**SHORT EXERCISE**
Take the line that contains "drop a point: the green information sign" and every line after it in the material below, and quote them exactly.

____ DATA LINES

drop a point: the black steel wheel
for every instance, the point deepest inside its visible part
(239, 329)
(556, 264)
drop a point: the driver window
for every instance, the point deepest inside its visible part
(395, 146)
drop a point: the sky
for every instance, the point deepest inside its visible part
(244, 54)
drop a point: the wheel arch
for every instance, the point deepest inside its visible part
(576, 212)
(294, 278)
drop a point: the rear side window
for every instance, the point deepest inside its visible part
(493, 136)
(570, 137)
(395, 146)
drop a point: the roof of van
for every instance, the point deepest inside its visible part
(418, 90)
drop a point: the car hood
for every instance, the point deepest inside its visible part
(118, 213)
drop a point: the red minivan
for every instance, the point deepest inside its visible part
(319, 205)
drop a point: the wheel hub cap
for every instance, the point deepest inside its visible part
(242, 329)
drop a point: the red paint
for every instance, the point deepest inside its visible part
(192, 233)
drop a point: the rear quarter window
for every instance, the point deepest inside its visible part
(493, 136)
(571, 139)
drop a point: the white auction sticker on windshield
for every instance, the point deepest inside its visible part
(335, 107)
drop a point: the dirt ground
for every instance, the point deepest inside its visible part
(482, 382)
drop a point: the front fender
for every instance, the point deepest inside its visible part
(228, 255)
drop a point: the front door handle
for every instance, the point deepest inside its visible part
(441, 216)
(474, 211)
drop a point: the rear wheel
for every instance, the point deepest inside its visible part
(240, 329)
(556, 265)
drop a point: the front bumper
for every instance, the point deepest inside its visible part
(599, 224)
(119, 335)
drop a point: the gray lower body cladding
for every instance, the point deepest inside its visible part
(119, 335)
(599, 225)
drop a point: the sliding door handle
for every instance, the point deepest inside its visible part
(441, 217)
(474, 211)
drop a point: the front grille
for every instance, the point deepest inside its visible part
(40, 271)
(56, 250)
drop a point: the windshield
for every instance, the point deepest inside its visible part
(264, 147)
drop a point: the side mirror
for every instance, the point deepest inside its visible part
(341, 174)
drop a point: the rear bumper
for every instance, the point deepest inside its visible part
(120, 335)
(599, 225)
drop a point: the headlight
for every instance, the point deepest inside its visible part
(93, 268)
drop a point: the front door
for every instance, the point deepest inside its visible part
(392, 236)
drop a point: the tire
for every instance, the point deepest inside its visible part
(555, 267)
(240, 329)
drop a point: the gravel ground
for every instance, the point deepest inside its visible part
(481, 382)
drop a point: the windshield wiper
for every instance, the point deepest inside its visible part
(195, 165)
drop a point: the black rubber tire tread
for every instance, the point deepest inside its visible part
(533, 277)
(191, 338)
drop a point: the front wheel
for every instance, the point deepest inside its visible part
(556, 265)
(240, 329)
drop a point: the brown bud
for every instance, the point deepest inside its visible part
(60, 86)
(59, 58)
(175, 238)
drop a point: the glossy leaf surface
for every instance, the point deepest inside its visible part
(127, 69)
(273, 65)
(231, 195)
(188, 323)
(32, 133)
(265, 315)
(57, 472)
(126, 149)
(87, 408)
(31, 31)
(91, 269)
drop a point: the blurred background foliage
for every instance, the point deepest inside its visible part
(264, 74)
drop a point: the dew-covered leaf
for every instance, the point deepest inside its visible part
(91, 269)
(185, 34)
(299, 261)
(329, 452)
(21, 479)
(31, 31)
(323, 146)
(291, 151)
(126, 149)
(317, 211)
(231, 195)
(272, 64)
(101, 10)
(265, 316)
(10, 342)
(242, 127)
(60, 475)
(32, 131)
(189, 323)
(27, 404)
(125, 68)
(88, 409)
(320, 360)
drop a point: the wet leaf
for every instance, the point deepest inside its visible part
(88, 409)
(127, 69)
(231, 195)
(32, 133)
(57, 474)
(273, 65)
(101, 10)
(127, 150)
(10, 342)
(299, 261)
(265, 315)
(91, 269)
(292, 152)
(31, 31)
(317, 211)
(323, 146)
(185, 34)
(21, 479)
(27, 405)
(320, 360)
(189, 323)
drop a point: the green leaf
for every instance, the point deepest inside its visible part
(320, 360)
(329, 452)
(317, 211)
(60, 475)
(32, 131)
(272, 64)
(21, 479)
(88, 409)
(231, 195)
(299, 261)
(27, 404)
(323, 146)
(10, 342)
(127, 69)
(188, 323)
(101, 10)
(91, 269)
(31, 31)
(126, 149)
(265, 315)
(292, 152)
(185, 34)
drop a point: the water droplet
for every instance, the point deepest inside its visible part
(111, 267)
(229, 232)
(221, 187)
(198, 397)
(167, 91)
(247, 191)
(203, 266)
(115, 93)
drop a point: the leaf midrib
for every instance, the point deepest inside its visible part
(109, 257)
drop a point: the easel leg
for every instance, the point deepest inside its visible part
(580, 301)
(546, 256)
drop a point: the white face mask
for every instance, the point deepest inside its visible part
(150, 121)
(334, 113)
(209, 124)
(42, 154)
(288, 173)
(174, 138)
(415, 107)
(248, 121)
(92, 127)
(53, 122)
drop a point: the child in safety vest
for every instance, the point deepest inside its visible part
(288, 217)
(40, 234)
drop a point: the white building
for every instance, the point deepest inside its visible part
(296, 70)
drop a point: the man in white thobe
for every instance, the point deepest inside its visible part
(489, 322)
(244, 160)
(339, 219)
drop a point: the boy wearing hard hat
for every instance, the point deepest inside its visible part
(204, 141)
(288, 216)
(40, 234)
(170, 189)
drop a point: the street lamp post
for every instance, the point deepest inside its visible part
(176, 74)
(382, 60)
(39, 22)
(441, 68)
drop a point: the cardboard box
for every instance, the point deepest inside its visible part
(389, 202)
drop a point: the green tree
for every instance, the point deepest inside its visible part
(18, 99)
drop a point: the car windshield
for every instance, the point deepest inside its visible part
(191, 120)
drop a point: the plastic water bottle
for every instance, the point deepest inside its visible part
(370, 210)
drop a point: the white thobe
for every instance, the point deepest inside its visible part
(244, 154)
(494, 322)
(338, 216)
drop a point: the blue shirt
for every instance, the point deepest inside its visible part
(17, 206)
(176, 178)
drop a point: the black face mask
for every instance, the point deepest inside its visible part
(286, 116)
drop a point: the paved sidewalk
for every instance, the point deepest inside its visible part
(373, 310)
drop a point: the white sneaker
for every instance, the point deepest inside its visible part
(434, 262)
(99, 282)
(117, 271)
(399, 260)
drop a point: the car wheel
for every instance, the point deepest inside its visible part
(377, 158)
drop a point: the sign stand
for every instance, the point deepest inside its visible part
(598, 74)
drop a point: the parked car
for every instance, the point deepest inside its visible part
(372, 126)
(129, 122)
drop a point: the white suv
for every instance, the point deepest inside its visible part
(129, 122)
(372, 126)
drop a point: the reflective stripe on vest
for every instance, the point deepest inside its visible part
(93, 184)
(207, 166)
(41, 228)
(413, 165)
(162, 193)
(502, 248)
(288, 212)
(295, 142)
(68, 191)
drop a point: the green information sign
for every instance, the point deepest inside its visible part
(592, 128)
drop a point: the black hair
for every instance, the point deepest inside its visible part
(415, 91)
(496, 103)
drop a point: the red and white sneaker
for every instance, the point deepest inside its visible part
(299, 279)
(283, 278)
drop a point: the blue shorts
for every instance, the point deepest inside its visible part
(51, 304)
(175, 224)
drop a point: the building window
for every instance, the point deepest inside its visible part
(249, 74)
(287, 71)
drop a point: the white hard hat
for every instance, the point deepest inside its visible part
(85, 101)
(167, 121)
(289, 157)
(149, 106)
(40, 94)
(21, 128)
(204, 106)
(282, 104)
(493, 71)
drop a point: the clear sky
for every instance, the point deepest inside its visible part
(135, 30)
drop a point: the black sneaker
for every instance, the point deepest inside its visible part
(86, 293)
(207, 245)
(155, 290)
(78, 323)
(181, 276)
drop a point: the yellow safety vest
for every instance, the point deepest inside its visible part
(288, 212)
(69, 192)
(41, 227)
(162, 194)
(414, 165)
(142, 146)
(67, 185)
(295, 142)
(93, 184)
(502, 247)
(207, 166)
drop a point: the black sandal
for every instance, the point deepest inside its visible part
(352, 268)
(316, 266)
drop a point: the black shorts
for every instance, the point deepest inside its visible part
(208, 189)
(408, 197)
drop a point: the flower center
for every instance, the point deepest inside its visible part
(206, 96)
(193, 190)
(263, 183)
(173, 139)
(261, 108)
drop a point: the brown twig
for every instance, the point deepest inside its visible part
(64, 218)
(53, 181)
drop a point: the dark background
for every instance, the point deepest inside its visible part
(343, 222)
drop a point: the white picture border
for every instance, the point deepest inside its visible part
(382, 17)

________

**ANSWER**
drop a point: the green information sign
for every instance, the point deepest inside its visible part
(592, 128)
drop a point: the black hair
for every instance, the point deepest inside its visible part
(415, 91)
(496, 103)
drop a point: the red and white sneaker
for every instance, the point deepest inside its visible part
(299, 279)
(283, 278)
drop a point: the blue shorts
for every instance, the point deepest inside its visible part
(51, 304)
(175, 224)
drop a point: the building window
for every instance, the point deepest inside its visible part
(249, 74)
(287, 71)
drop a point: the white hard hat
for every instance, the point deepest inside its visible part
(85, 101)
(167, 121)
(289, 157)
(149, 106)
(40, 94)
(21, 128)
(204, 106)
(282, 104)
(493, 71)
drop a point: the clear sky
for every instance, the point deepest inside its visible part
(135, 30)
drop a point: the black sneaker
for every instance, the point deepest inside its visible part
(86, 293)
(207, 245)
(155, 290)
(78, 323)
(181, 276)
drop a point: the yellow safety vest
for every instance, the point deepest inside its visible part
(288, 212)
(69, 192)
(41, 227)
(162, 194)
(414, 165)
(142, 146)
(67, 185)
(295, 142)
(93, 184)
(502, 247)
(207, 166)
drop a point: the black sandal
for every instance, the point deepest inside its visible part
(352, 268)
(316, 266)
drop a point: the black shorts
for every instance, the point deepest inside its visible part
(208, 189)
(408, 197)
drop a point: the flower center
for every instance, the point deepest inside its visible part
(206, 96)
(193, 190)
(263, 183)
(173, 139)
(261, 108)
drop a point: the brown twig
for every instance, the point deepest inside its visible part
(64, 218)
(53, 181)
drop a point: the dark background
for every instance, the point deepest inside its visible part
(343, 222)
drop a point: the white picture border
for every instance, the point deepest inside its visible part
(382, 17)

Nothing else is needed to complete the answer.